▶ Records drawn from a dataset
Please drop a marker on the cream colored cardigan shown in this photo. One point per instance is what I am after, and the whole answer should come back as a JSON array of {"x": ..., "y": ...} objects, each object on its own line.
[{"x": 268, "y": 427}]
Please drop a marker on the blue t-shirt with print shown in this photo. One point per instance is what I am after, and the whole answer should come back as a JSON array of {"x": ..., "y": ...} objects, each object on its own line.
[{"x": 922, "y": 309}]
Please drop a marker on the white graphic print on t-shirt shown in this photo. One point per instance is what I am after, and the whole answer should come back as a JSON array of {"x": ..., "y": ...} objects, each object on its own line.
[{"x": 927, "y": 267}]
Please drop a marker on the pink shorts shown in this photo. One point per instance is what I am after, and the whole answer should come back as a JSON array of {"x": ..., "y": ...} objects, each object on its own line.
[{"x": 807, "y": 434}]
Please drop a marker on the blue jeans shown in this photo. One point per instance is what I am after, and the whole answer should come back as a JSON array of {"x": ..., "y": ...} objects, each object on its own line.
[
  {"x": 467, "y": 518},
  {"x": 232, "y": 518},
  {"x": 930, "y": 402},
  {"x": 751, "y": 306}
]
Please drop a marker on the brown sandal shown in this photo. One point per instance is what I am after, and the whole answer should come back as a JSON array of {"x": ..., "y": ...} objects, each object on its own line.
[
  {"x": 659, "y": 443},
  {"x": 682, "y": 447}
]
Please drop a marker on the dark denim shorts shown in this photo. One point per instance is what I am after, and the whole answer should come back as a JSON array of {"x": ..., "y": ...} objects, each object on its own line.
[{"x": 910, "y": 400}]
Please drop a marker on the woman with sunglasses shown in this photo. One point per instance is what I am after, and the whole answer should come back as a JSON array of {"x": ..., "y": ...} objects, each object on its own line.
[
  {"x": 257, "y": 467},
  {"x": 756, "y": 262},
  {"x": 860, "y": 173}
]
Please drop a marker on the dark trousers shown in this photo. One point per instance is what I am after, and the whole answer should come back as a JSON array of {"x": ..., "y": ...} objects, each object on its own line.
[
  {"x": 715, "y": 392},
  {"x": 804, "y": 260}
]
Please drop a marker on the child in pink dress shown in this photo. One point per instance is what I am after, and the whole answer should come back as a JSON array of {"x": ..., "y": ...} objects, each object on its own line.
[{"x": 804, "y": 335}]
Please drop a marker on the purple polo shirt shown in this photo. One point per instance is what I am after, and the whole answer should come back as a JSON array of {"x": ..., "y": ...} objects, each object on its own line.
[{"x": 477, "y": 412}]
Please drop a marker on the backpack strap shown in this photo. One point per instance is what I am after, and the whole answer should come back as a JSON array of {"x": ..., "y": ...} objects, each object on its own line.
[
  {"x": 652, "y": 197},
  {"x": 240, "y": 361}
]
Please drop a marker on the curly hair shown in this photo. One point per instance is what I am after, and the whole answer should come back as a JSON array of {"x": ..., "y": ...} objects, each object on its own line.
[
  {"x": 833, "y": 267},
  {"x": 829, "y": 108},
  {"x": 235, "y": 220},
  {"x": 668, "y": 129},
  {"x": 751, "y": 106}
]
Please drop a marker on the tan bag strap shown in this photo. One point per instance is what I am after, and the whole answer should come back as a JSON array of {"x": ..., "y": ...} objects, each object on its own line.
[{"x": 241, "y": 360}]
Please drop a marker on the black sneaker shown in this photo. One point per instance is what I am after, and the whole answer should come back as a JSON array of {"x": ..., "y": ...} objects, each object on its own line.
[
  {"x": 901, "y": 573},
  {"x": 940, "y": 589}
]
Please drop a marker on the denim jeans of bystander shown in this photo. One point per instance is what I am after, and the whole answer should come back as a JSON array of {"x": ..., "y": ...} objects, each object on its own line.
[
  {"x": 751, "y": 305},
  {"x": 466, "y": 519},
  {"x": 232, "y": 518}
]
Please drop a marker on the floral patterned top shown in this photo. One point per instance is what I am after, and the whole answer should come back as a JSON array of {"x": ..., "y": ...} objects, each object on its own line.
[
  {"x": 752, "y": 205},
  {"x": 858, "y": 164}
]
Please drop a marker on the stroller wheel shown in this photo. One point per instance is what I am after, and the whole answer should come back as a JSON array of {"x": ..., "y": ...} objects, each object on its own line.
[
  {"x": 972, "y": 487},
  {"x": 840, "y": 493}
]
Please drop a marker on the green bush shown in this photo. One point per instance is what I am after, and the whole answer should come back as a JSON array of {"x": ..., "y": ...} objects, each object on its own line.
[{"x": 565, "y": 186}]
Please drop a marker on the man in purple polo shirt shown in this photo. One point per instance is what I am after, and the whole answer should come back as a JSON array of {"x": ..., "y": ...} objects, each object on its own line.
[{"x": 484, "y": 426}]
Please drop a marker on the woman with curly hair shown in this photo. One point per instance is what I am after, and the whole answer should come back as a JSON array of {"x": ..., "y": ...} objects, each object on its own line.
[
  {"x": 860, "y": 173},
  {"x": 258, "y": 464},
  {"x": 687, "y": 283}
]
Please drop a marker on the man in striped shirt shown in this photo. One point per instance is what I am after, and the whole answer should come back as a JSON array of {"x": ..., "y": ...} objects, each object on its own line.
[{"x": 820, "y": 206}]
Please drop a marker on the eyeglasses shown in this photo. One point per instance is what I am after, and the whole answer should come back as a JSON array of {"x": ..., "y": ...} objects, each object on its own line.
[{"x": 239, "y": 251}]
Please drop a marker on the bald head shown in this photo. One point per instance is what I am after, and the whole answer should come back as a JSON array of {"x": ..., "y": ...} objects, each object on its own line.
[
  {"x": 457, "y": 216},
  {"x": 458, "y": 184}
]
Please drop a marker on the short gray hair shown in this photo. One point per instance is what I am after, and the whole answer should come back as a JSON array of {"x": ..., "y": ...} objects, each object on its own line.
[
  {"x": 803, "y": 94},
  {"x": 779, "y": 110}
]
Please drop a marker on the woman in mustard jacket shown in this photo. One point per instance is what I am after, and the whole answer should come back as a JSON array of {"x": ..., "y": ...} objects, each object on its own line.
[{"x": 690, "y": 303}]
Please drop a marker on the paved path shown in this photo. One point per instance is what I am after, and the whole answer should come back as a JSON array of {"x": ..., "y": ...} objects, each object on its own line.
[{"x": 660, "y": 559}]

▶ Problem
Please repeat each line above exactly.

▶ Output of the exercise
Please drop a marker on the cream colored cardigan shown in this photo. One point per instance is what I am after, and the whole answer should come back as a JSON array of {"x": ..., "y": ...} objects, each object on its own line.
[{"x": 268, "y": 427}]
Please drop a marker on the blue t-shirt with print shown in this photo. One point per instance is what I am after, and the whole answer should come back as a JSON array of {"x": ..., "y": ...} objects, each object on its own line.
[{"x": 922, "y": 309}]
Please drop a marker on the white graphic print on t-shirt shown in this photo. One point per instance is what I am after, and the whole answer should come back as a JSON array of {"x": ..., "y": ...} objects, each object on its own line.
[{"x": 927, "y": 267}]
Please drop a marker on the pink shorts shown in this photo. One point per instance is what I am after, and the whole answer should come back as a JSON array of {"x": ..., "y": ...} objects, each object on its own line.
[{"x": 807, "y": 434}]
Please drop a marker on the blue jeans shown in this photo. One point per instance is what I am after, and the whole answer should come back as a JSON array of {"x": ..., "y": ...} objects, each object on its own line.
[
  {"x": 467, "y": 518},
  {"x": 232, "y": 518},
  {"x": 930, "y": 402},
  {"x": 751, "y": 306}
]
Please drop a marker on the brown sandal shown in this photo. One point per instance is what I am after, and the whole answer should come back as a JSON array of {"x": ..., "y": ...} objects, each object on its own line.
[
  {"x": 659, "y": 443},
  {"x": 682, "y": 447}
]
Please drop a marker on the dark denim shorts shown in this photo. One point per instance is what I am after, and the whole answer should come back as a JSON array of {"x": ..., "y": ...} objects, each object on its own line.
[{"x": 910, "y": 400}]
Please drop a marker on the woman with sunglasses shown in this photo. One point per instance is what I am after, and the whole answer should come back as a JSON array of {"x": ..., "y": ...} objects, each object on its own line.
[
  {"x": 257, "y": 467},
  {"x": 756, "y": 262},
  {"x": 860, "y": 173}
]
Please drop a marker on the dark trousers shown in this photo. One point per instance is what I am after, and the whole answer should come back as a JSON array of {"x": ..., "y": ...} objects, each object on its own line.
[
  {"x": 715, "y": 392},
  {"x": 804, "y": 260}
]
Please drop a marker on the child in pink dress shown in this photo. One point per instance is what I am after, and the whole answer should come back as a JSON array of {"x": ..., "y": ...} objects, each object on its own line.
[{"x": 804, "y": 335}]
Please drop a marker on the purple polo shirt shown in this photo. One point per instance is what I am after, and the whole answer should come back as a JSON array of {"x": ..., "y": ...} objects, each object on its own line.
[{"x": 477, "y": 412}]
Please drop a marker on the backpack strap shown in this photo. One point per instance is what I am after, and the whole answer should come back as a JSON array of {"x": ..., "y": ...} objects, each object on its own line.
[
  {"x": 652, "y": 197},
  {"x": 240, "y": 361}
]
Please drop a marker on the curly hair shown in this photo. One point per instance is what I am after, and the whole answer should come back as a JSON array of {"x": ..., "y": ...} objects, each object on its own line.
[
  {"x": 833, "y": 267},
  {"x": 829, "y": 108},
  {"x": 235, "y": 220},
  {"x": 668, "y": 129},
  {"x": 751, "y": 106}
]
Please drop a marker on the tan bag strap shown in this photo. One point per instance is what I am after, and the whole answer should come back as a JSON array of {"x": ..., "y": ...} objects, each object on its own line.
[{"x": 241, "y": 360}]
Please drop a marker on the black sneaker shown in this photo. One point per instance is what I am after, and the whole answer should come back as a JSON array of {"x": ..., "y": ...} objects, each object on its own line.
[
  {"x": 901, "y": 573},
  {"x": 940, "y": 589}
]
Please drop a marker on the denim jeans of bystander shown in this photo. One point per instance is what I am after, and the whole answer should come back as a JSON array of {"x": ..., "y": ...} objects, each object on its own line.
[
  {"x": 751, "y": 305},
  {"x": 466, "y": 519},
  {"x": 232, "y": 518}
]
Please drop a marker on the floral patterned top shown in this photo. One point per instance is what I am after, and the whole answer should come back as a JSON array of {"x": ..., "y": ...} objects, each object on its own line.
[
  {"x": 752, "y": 205},
  {"x": 858, "y": 164}
]
Please drop a marker on the stroller wheel shown in this photo. One point per instance is what I am after, and the whole answer should come back as a JSON array of {"x": ..., "y": ...} objects, each object on its own line.
[
  {"x": 972, "y": 487},
  {"x": 840, "y": 493}
]
Please drop a marker on the green bush shown in this photo. One point per instance is what I am after, and the whole answer should come back as a JSON array of {"x": ..., "y": ...} objects, each object on its own line.
[{"x": 565, "y": 186}]
Please drop a marker on the man in purple polo shirt shown in this photo. One point per instance is what I am after, and the whole answer should come back as a JSON array of {"x": ..., "y": ...} objects, each object on its own line.
[{"x": 484, "y": 426}]
Please drop a marker on the woman with curly hair shown in this photo. One point per instance is what I am after, and the whole answer should come back as a JSON array of {"x": ..., "y": ...} objects, each object on its own line.
[
  {"x": 860, "y": 173},
  {"x": 258, "y": 464},
  {"x": 687, "y": 283}
]
Please drop a marker on the man in striped shirt shown in this photo. One point per instance is what I am after, and the whole answer should come back as a JSON array of {"x": ..., "y": ...} objects, each object on its own line.
[{"x": 820, "y": 206}]
Please drop a marker on the eyeglasses shown in this photo. One point per instance is what I am after, and the whole answer should come back as a JSON array of {"x": ..., "y": ...} objects, each object on its own line.
[{"x": 239, "y": 251}]
Please drop a marker on the bald head shown in this photo. One point per instance is what I am after, and the whole answer should come back as a JSON array of {"x": ..., "y": ...} objects, each object on its own line.
[
  {"x": 457, "y": 216},
  {"x": 458, "y": 184}
]
Please drop a marker on the short gray hair shown in this photo. One point per instance is what I am after, and the whole answer should come back as a JSON array of {"x": ..., "y": ...} objects, each object on its own line.
[
  {"x": 803, "y": 94},
  {"x": 779, "y": 110}
]
Please drop a marker on the woman in mustard jacket shown in this photo. One point per instance is what I am after, and the whole answer should come back as a JSON array of {"x": ..., "y": ...} objects, each object on its own line.
[{"x": 690, "y": 303}]
Please drop a marker on the paved path shown in this photo. One point per instance is what I am after, and the whole answer should come back as a JSON array of {"x": ..., "y": ...} objects, each object on its own line.
[{"x": 660, "y": 559}]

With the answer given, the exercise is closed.